----- Records for this exercise

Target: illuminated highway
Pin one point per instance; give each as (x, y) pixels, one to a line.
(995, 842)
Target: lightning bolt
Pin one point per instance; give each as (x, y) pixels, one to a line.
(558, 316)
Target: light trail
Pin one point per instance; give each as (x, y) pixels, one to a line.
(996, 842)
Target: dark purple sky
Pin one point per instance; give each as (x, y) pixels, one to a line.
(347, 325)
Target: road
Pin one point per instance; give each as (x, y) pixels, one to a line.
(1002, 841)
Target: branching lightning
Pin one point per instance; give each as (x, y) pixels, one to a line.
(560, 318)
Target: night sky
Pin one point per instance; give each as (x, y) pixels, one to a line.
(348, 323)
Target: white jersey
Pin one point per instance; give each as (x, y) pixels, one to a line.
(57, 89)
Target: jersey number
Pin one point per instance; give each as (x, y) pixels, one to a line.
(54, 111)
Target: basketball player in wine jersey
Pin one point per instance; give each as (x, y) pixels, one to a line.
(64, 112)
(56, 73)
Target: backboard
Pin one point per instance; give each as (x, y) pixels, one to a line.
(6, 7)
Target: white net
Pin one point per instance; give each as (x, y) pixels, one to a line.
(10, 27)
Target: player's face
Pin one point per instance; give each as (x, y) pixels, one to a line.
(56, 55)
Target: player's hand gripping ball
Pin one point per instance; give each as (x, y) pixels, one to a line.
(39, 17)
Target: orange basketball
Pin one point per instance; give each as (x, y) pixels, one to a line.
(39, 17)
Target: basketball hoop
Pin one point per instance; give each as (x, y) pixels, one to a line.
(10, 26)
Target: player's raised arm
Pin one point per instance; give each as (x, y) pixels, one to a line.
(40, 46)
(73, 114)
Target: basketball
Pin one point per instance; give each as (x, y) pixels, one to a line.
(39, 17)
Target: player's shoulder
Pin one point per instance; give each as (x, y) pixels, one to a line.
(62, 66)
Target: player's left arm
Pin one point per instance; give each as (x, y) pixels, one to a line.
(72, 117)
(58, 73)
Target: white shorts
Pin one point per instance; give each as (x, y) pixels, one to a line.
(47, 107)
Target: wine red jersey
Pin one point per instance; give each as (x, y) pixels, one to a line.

----------

### [Aim of the exercise]
Please copy the stretch of the material from the line containing "Target: player's raised arm" through the end of the material, both ends included, keeping every other line unchanged. In the answers, multiply each x and y coordinate by 2.05 and round it to a whole number, with halves rounded up.

### [Result of this task]
Target: player's raised arm
Pin one point per instance; give each as (x, y) pixels, one to a line.
(82, 94)
(150, 234)
Target: basketball
Pin one point per instance; give each as (x, y) pixels, one to a line.
(80, 35)
Target: player's shoulder
Pin one point per instance; give each as (x, y) pixels, one to a line.
(127, 135)
Target: player's left arm
Pin one point per instance; give each as (x, y) pixels, one to a line.
(148, 240)
(119, 150)
Target: white shorts
Pin one point per instance; give each as (x, y) pixels, one to a line.
(96, 219)
Target: wine red jersey
Pin one point per instance; give each as (x, y) pixels, one to a line.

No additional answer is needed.